WHAT YOU HAVE TO DO:
Below are records with pictures in them. Transcribe everything from the line containing "Query: short dark hair" down to the line containing "Query: dark hair", exactly, and leave the pictures behind.

DATASET RECORDS:
--
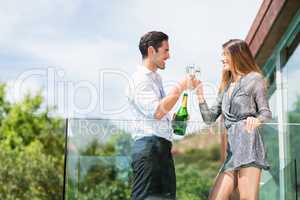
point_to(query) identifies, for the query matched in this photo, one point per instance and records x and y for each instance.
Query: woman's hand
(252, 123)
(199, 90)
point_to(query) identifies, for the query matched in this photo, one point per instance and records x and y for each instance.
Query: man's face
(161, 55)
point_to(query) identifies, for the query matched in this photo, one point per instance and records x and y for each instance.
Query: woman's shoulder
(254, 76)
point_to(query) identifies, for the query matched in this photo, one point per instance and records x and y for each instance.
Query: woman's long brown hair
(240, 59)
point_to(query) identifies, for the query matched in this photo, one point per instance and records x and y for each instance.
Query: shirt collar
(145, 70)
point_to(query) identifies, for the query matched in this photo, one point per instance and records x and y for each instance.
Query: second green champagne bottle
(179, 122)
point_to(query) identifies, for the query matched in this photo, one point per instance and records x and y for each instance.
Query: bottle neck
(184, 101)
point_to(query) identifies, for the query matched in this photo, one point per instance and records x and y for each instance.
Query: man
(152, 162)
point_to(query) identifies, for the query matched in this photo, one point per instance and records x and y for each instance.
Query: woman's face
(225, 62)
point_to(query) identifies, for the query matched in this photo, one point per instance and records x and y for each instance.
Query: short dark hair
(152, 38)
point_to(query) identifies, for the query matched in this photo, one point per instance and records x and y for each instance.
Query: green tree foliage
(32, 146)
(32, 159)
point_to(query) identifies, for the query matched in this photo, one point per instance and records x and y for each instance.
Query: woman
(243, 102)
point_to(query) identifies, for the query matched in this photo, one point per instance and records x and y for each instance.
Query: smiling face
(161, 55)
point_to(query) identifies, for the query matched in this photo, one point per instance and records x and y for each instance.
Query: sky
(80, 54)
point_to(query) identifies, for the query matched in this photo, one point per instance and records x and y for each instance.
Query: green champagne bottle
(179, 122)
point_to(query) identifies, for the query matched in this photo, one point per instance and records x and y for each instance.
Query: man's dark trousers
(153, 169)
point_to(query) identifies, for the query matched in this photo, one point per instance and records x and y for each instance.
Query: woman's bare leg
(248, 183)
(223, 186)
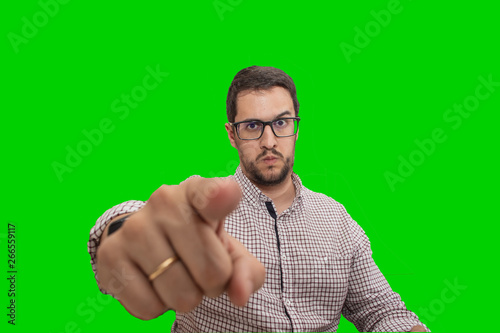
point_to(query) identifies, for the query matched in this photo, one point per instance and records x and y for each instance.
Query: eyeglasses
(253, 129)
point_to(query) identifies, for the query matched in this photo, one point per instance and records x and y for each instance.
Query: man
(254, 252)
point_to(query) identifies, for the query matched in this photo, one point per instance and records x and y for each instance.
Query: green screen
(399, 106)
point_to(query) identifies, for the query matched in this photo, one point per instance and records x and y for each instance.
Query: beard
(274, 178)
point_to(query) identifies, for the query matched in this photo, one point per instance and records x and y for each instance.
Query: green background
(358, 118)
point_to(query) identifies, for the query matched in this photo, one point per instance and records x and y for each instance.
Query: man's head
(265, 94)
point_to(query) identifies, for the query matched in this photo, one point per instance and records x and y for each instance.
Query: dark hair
--
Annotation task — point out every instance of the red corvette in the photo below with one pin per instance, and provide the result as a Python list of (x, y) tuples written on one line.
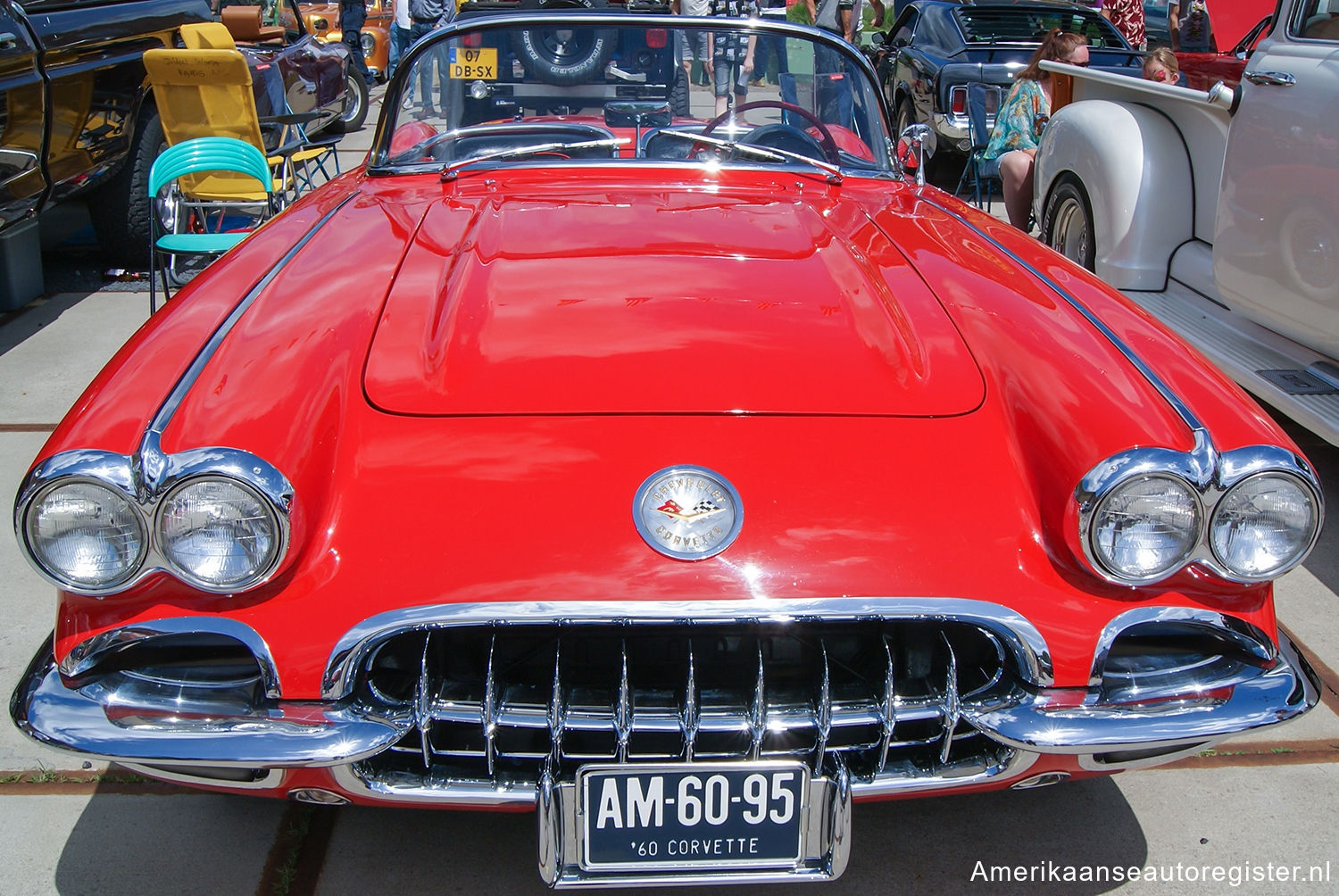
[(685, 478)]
--
EXPECTED ANSWER:
Query: short dark hair
(152, 38)
point_to(query) identifies, for the query matched in this photo, one point per instance and records x and y for each instance.
Query: green tree foliage
(32, 146)
(32, 159)
point_to(query) identifies, for the query matched in this photo, one point per instance and records x and y for each instance.
Query: woman
(243, 102)
point_to(query) identifies, for the query matched in this photo, one point per instance and records x and y for each instance.
Query: smiling face
(161, 55)
point_to(query) identifies, for the query matched in this photo, one point per instance and records x and y for each instance.
Query: sky
(80, 54)
point_to(query) identifies, for the query matched in this photo, one point per instance and records x and y for each instance.
Query: green champagne bottle
(179, 122)
point_to(query) identifies, for the query matched in this photo, one point per instance and records x and y for each instance.
Query: man's dark trousers
(153, 169)
point_to(query) identifies, for the query matched in this photo, one point per instance and records x and y for each instance.
Query: woman's bare leg
(248, 183)
(223, 186)
point_to(query) identifies, for the query matched in this photo, one point per instance and records x and y for each instance.
Query: eyeglasses
(253, 129)
point_to(query) identifies, for the query matched in this photo, one point per instance and records x and y for each instance.
Query: man
(254, 252)
point_to(query) identifies, for the query matched in this photo, one point per instance and records x and y for each instance.
Query: green screen
(399, 106)
point_to(query) identifies, for the query matched in this photo, one point per instance and records x and y for each instance.
Query: beard
(274, 178)
point_to(query) identifies, for the query matched in this photo, one point per instance and records x and y for each instance.
Query: green background
(358, 118)
point_to(query) identifies, for the query matched in this photo, one point per instance and records x and y for each instance.
Query: man's head
(265, 94)
point_to(query) identifies, for the query matched in this photo, one point per instance and records x and y for each instance.
Query: dark hair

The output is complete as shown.